## What is expected
Print every line of the material below verbatim, in its original order, with nothing added or omitted.

—————

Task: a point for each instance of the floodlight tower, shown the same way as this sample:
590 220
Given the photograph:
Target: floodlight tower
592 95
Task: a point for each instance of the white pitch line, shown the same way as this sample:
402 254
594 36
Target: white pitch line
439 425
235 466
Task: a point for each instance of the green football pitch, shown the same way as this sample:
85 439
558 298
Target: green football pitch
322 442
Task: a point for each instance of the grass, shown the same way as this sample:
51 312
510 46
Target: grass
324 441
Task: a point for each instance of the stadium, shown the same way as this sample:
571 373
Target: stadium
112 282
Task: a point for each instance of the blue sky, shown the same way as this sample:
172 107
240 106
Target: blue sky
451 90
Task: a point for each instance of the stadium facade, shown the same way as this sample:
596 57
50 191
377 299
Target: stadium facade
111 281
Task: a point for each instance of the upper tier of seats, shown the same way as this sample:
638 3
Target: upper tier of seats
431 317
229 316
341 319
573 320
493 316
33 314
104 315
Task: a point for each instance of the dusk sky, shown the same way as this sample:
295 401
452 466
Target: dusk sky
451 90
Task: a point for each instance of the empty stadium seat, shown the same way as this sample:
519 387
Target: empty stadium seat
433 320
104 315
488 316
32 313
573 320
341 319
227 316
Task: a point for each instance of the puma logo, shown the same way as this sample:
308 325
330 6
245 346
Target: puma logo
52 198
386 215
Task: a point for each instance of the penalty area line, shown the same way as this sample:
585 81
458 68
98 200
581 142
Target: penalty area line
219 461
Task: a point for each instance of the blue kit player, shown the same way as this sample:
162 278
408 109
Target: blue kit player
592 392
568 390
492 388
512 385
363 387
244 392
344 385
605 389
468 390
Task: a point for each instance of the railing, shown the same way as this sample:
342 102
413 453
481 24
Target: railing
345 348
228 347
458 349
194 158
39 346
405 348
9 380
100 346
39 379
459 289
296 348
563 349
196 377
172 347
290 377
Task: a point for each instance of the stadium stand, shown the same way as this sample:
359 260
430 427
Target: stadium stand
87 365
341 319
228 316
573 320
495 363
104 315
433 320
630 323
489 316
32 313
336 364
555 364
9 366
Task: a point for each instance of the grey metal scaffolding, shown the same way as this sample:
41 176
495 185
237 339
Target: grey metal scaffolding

—————

## Full answer
Task: a point for each instance of the floodlight tower, shown the same way as this sample:
590 220
Given the photograph:
Target: floodlight tower
592 95
Task: a point for each instance of the white pitch line, shown the same way as this sample:
402 254
594 36
Target: white pitch line
439 425
235 466
Task: a point for each instance of the green football pitch, shown the same way as this sample:
85 439
558 298
Target: green football pitch
322 442
Task: a point for each instance of the grass, shown the same way as this sample:
51 312
510 46
Target: grass
324 441
Task: a point for each instance of the stadium, shown the same way as this sample:
571 373
Target: stadium
112 282
Task: a point for each instance of the blue sky, shown the same way as this sample:
172 107
240 106
Target: blue sky
451 90
Task: a point for each instance of the stadium facade, shown the same way as this sample:
596 57
50 191
377 299
Target: stadium facade
111 281
Task: a point for each instance of the upper tier of seats, shown the same way as this sample:
638 3
Target: upper tier of seats
431 317
229 316
341 319
573 320
493 316
33 314
104 315
Task: a point for each instance of the dusk sky, shown the same way as this sample:
295 401
452 466
Target: dusk sky
451 90
Task: a point for each instance of the empty stadium seat, shown the same way as this sample:
519 387
Target: empty stadium seat
433 320
104 315
488 316
32 313
573 320
341 319
227 316
Task: a point for each instance of the puma logo, shown the same way as this sample:
308 325
330 6
245 346
Target: puma logo
52 198
386 215
Task: a point for each instance of the penalty area line, shown the same way as this sample:
585 81
458 68
98 200
581 142
Target: penalty area line
219 461
Task: a point for each instance of the blue kit player, shown the same way as this sample:
162 278
408 109
Target: blue kit player
592 392
568 390
492 388
512 385
363 387
244 392
344 385
605 389
468 390
Task: a point for each instance of the railing, shown the same way as this sample:
342 102
413 453
481 24
Target: railing
345 348
228 347
458 349
194 158
39 346
405 348
9 380
100 346
39 379
459 289
296 348
563 349
196 377
172 347
290 377
Task: a point for each instance of the stadium stand, shown the same way as this sample:
359 260
430 427
Target: stadium stand
87 365
341 319
228 316
573 320
495 363
104 315
433 320
630 323
489 316
32 313
336 364
555 364
9 366
Task: a point for each instance of the grey metal scaffolding, shown the same way as this sample:
41 176
495 185
237 339
Target: grey metal scaffolding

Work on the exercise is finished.